● Trecho do documento
---------------
A documentação médica é revestida pelo sigilo, seja pelo aspecto ético da profissão mas também conforme determinação legal, sendo que a falta de cuidado ou vazamentos podem acarretar em graves consequências.
Notícia recente publicada no site Conjur dá conta que o gerente de farmácia que foi identificado como responsável por vazar a receita médica do infectologista David Uip, quando em tratamento para COVID, será processado.
Ademais todos acompanhamos farta discussão sobre a possibilidade, ou não, do Presidente ter de apresentar exames realizados para detectar a contaminação por coronavirus.
Convicções políticas a parte, não deixa de ser uma discussão pulsante.
De fato, é fundamental compreendermos que toda a relação entre médico e paciente tem como premissa básica a confiança. Sem esse elemento, jamais se estabelecerá uma verdadeira conexão, de modo que o tratamento pode ser comprometido.
E disso decorre igualmente o dever de sigilo, de modo que o paciente não tenha expostos dados íntimos, respeitando assim os valores mais básicos da dignidade humana.
Por esse motivo o Código de Ética Médica tem um capítulo específico tratando dessa obrigatoriedade de sigilo. Evidente que existem algumas exceções – como no caso da notificação compulsória de determinadas doenças – mas que justamente por seu caráter excepcional devem ser tratadas com cautela e mediante critérios específicos.
Do ponto de vista jurídico, e de maneira sucinta, podemos destacar o artigo 154 do Código Penal que capitula como crime a violação de sigilo profissional, sem esquecermos da possível responsabilização civil, para qual teríamos campo fértil em nossa legislação.
Se não bastasse, a pandemia agregou uma nova modalidade de atendimento que trouxe ainda mais dúvidas: a telemedicina.
Isso porque o dever de sigilo e de cuidado com as informações segue de forma idêntica com o atendimento a distância, com o desafio majorado por conta da necessidade de se garantir a intimidade do paciente, a segurança e integridade dos dados.
Como todas as novidades trazidas, de fato ainda temos alguns desafios a serem enfrentados, mas penso que está ocorrendo certo exagero, tanto daqueles que defendem algumas plataformas muito específicas para atendimento, como dos profissionais que estão agindo com certo desleixo em relação a padrões mínimos de segurança.
Sabemos que alguns sistemas já oferecem segurança bastante satisfatória na comunicação com o paciente, com protocolos rígidos de segurança (como, por exemplo, aqueles que seguem os padrões HIPAA Compliance), porém, nos parece que nem todos os profissionais do Brasil têm, neste momento, acesso a tais ferramentas.
Sendo assim, limitar a telemedicina, nessa época tão delicada, por conta de critérios técnicos e de custo, nos parece com todo o respeito (e sem desmerecer a necessária segurança de dados) um certo elitismo, que em nada vai colaborar com o enfrentamento da pandemia.
---------------
● Trechos dos dados

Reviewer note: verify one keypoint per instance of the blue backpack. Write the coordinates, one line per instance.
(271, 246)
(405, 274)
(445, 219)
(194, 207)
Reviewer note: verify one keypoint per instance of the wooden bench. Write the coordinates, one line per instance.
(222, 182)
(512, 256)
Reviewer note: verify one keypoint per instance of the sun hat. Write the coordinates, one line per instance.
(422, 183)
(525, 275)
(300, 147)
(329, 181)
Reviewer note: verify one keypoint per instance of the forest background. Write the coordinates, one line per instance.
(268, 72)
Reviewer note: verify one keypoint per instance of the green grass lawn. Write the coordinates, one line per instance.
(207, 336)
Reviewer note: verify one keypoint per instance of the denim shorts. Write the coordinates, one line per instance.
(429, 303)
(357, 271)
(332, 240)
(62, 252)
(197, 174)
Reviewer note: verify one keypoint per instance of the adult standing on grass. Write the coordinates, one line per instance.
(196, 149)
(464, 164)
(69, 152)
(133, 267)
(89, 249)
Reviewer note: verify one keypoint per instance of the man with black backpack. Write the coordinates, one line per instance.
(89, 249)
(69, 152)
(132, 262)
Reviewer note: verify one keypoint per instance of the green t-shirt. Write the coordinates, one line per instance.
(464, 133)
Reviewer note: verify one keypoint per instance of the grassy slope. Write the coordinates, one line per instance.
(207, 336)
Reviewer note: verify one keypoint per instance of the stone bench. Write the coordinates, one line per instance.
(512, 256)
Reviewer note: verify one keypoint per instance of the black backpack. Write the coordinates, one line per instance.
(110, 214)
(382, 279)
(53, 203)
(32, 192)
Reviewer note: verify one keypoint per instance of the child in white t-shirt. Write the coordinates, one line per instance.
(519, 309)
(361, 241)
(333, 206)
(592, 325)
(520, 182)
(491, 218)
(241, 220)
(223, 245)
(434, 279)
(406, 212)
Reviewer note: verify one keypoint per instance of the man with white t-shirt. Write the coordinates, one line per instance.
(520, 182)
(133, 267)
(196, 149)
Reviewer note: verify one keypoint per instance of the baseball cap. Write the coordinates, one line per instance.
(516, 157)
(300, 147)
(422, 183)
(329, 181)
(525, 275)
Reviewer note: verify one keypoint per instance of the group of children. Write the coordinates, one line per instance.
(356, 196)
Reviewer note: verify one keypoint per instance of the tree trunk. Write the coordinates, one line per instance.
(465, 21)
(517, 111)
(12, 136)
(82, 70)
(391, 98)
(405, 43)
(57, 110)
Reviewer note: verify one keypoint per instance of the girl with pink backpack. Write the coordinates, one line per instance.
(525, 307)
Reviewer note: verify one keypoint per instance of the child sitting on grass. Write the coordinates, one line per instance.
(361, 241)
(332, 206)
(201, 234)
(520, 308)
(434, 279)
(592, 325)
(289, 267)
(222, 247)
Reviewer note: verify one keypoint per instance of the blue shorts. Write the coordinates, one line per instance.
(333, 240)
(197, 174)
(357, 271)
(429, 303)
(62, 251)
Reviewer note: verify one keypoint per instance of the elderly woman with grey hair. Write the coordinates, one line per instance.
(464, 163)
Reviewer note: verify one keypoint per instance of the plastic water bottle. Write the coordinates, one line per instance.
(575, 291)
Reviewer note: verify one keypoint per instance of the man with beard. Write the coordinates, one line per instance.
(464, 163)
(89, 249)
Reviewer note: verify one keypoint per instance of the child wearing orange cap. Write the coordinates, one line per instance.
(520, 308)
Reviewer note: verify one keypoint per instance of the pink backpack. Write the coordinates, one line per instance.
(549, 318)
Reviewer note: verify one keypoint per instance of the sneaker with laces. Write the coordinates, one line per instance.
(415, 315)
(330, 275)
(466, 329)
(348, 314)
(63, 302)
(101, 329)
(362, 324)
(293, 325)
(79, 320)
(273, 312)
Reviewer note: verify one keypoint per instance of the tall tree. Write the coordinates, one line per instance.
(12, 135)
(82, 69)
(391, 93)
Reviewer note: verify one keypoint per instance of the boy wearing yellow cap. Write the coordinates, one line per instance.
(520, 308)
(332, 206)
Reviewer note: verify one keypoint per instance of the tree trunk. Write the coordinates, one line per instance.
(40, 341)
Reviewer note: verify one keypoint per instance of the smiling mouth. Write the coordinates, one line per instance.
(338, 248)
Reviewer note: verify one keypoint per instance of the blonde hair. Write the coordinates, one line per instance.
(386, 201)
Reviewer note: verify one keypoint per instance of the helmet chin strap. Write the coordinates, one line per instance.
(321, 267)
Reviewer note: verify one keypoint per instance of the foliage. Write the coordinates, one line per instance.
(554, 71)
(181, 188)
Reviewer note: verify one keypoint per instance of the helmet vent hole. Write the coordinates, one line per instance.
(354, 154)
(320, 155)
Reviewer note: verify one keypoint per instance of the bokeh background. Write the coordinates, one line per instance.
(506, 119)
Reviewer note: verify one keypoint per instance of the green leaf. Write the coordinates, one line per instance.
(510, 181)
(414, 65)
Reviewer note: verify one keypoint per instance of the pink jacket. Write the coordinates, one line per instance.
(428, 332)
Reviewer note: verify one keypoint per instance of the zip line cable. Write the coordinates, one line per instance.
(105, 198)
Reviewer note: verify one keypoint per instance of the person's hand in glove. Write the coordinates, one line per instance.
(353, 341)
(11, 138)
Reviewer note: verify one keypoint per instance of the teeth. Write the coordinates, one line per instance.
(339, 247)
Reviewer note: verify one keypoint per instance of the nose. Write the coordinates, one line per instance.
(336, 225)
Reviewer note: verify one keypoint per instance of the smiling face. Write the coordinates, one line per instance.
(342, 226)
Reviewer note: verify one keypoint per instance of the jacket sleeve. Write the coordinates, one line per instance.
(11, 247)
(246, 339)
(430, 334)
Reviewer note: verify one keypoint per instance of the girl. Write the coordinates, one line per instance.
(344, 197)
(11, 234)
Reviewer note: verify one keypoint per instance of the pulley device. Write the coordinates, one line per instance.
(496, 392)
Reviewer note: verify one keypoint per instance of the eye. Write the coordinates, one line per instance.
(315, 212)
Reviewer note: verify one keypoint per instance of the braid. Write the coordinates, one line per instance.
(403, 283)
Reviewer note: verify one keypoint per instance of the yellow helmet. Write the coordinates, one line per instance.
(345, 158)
---------------
● Tarefa proposta
Dê continuidade ao texto sobre sigilo médico e telemedicina, começando logo após a última frase.

● Resultado da tarefa
De outro lado, não se pode admitir, em nome de uma suposta informalidade da telemedicina, o desleixo. Aliás, na relação médica essa palavra jamais deve ser admitida.
Essa nova modalidade não significa, por exemplo, o uso de qualquer plataforma de comunicação em massa para falar com seu paciente. Não significa que se pode fazer uma chamada de qualquer ambiente, com outras pessoas ao redor, que terão acesso a conversa. Igualmente não significa que se pode fazer uma chamada para o paciente enquanto se dirige, ou mesmo se está na academia.
É fundamental que o ambiente – tanto do médico quanto do paciente – permitam a total privacidade, o fornecimento de termo de consentimento prévio informando ao paciente as característica e limitações do teleatendimento, utilização de plataforma que garanta o sigilo das informações, cuidado com aquilo que se vai mandar por escrito ao paciente, que o prontuário (eletrônico ou físico) seja preenchido da forma criteriosa com as informações do atendimento, que ao final o médico se certifique que o paciente compreendeu todo o quanto exposto, não tendo ficado com qualquer dúvida, e, evidente, que a consulta virtual seja interrompida caso o profissional perceba que não atingirá os objetivos propostos, sendo substituída assim que possível pelo encontro presencial.
Feita de tal forma nos parece que ao menos nesse momento novo e de adaptação, as condições necessárias para preservar o sigilo das informações e privacidade do paciente estão garantidos.
Contudo, e como a vida é dinâmica, fundamental que com o aprimoramento dessa nova modalidade se aperfeiçoem igualmente as ferramentas que garantam o sigilo e privacidade dos pacientes, situação que tende a tomar mais relevância com a entrada da Lei Geral de Proteção de Dados em 2021. Mas isso é papo para outra coluna.